═════ THE INPUT ═════
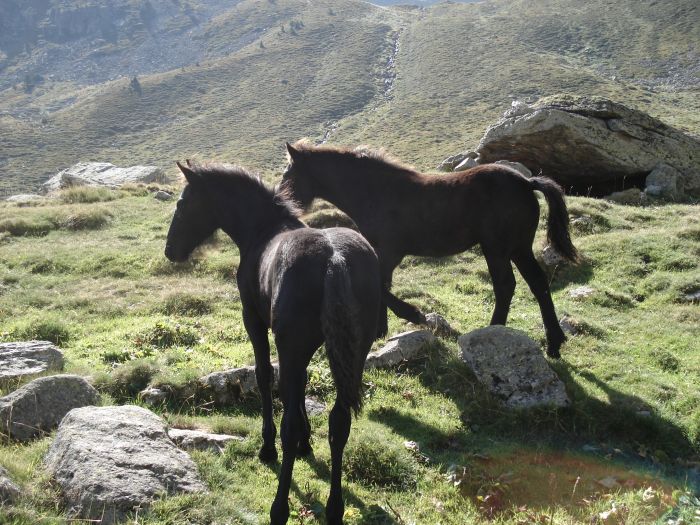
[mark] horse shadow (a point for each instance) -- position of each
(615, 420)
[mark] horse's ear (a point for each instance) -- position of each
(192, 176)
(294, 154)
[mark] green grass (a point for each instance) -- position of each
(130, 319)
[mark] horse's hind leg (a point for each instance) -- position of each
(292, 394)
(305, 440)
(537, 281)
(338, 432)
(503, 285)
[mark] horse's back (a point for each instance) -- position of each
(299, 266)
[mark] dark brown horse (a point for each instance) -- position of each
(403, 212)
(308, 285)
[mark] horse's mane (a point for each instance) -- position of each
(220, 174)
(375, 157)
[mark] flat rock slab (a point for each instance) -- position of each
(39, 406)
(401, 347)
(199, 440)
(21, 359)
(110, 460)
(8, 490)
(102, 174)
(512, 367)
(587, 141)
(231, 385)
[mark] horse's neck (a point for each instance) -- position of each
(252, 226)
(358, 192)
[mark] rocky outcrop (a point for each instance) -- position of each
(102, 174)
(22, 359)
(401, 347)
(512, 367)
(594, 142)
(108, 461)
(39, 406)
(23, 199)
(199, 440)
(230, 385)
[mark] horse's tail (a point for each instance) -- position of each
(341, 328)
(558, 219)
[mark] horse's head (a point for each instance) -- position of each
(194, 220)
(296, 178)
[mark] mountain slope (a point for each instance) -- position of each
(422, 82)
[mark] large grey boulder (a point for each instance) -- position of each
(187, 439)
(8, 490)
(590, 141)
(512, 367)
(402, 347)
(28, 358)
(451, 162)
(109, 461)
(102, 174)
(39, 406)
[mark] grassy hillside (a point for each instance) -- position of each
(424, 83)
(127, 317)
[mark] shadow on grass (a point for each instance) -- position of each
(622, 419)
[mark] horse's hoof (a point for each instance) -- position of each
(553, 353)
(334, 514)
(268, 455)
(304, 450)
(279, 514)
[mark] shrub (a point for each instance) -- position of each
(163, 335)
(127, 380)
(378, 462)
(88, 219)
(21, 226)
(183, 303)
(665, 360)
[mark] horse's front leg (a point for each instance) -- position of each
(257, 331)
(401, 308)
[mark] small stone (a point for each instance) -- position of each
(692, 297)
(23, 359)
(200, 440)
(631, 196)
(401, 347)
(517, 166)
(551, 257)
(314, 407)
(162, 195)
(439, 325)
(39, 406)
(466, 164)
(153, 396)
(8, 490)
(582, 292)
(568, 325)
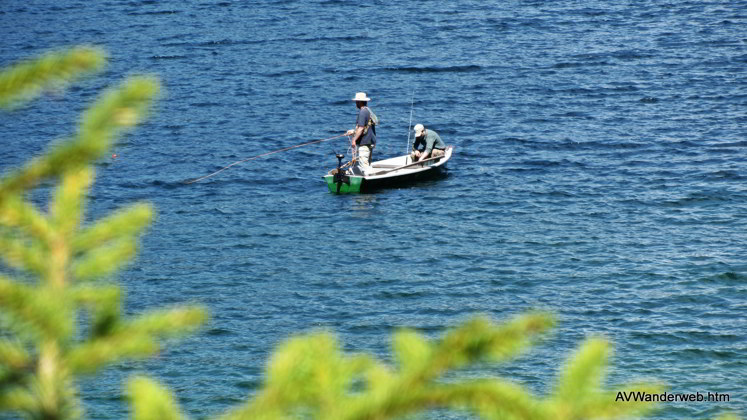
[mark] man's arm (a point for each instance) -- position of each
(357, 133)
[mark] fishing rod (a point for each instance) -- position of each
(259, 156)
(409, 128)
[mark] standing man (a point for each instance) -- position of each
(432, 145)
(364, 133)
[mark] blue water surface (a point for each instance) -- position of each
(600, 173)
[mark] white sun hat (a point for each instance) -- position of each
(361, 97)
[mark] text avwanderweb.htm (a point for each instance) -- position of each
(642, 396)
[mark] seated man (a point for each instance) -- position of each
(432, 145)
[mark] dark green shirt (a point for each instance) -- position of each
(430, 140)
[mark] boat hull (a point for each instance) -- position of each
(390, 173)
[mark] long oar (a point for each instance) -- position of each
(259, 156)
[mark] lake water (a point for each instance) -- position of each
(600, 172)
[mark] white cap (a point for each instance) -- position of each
═════
### EXERCISE TASK
Recast every line of the records above as a single numbered list, skipping any blank lines and leaving the pictures out.

### FINAL RESULT
1. [mark] horse shadow (a point for each instance) -- position of each
2. (615, 420)
3. [mark] horse's ear (a point for each instance) -- position of each
4. (192, 176)
5. (294, 154)
6. [mark] green grass (a point for each instance) -- position of each
7. (130, 319)
8. [mark] horse's hind leg (a point for each instance) -- position of each
9. (292, 394)
10. (305, 440)
11. (537, 281)
12. (338, 432)
13. (503, 285)
14. [mark] horse's back (a point for each instance) -- position of each
15. (299, 266)
16. [mark] dark brown horse (a point for each instance) -- position of each
17. (403, 212)
18. (308, 285)
19. [mark] horse's mane (a point for each instance) -- position of each
20. (220, 174)
21. (375, 157)
22. [mark] flat rock slab (a point for each instance) -- position of each
23. (39, 406)
24. (401, 347)
25. (199, 440)
26. (21, 359)
27. (110, 460)
28. (8, 490)
29. (102, 174)
30. (512, 367)
31. (587, 141)
32. (231, 385)
33. [mark] horse's neck (a point for each instance) -- position of each
34. (252, 226)
35. (358, 192)
36. [mark] rocky outcrop (a point for each instance) -- position of each
37. (102, 174)
38. (22, 359)
39. (401, 347)
40. (512, 367)
41. (594, 142)
42. (108, 461)
43. (39, 406)
44. (23, 199)
45. (199, 440)
46. (230, 385)
47. [mark] horse's tail (a point for each instance) -- position of each
48. (341, 328)
49. (558, 219)
50. [mark] horse's head (a point for each instance) -- position of each
51. (194, 220)
52. (296, 178)
53. [mark] mountain slope (a point for each instance) -- position of each
54. (422, 82)
55. [mark] large grey boulder (a point for each instance) -- position of each
56. (187, 439)
57. (8, 490)
58. (590, 141)
59. (512, 367)
60. (402, 347)
61. (28, 358)
62. (451, 162)
63. (109, 461)
64. (102, 174)
65. (39, 406)
66. [mark] grassy hillside (a point for each instance) -- position of each
67. (424, 83)
68. (127, 317)
69. [mark] shadow on grass (a point for each instance) -- position of each
70. (622, 419)
71. [mark] horse's hoof (a point for each instance) -- position of each
72. (553, 353)
73. (334, 514)
74. (268, 455)
75. (304, 450)
76. (279, 514)
77. [mark] shrub (a point for each instance) -- position of each
78. (163, 335)
79. (127, 380)
80. (378, 462)
81. (88, 219)
82. (21, 226)
83. (183, 303)
84. (665, 360)
85. [mark] horse's front leg (a point for each instance) -- position of each
86. (257, 331)
87. (401, 308)
88. [mark] small stone (a point for each instance) -- position of each
89. (692, 297)
90. (23, 359)
91. (200, 440)
92. (631, 196)
93. (401, 347)
94. (517, 166)
95. (551, 257)
96. (314, 407)
97. (162, 195)
98. (439, 325)
99. (39, 406)
100. (466, 164)
101. (153, 396)
102. (8, 490)
103. (582, 292)
104. (568, 325)
105. [mark] man's arm (a point for each instance) -- position of each
106. (357, 133)
107. [mark] fishing rod (a point for each instance) -- position of each
108. (259, 156)
109. (409, 128)
110. [mark] standing man (a point for each instance) -- position of each
111. (432, 145)
112. (364, 133)
113. [mark] blue water surface (a point for each instance) -- position of each
114. (600, 173)
115. [mark] white sun hat (a point for each instance) -- position of each
116. (361, 97)
117. [mark] text avwanderweb.htm (a point for each instance) -- position of each
118. (642, 396)
119. [mark] seated man (a point for each instance) -- position of each
120. (432, 145)
121. [mark] dark green shirt (a point for each instance) -- position of each
122. (430, 140)
123. [mark] boat hull (a point for each instance) -- position of each
124. (390, 173)
125. [mark] long oar (a point for each instance) -- position of each
126. (259, 156)
127. [mark] lake water (a point for each instance) -- position of each
128. (600, 172)
129. [mark] white cap (a point for each instance) -- position of each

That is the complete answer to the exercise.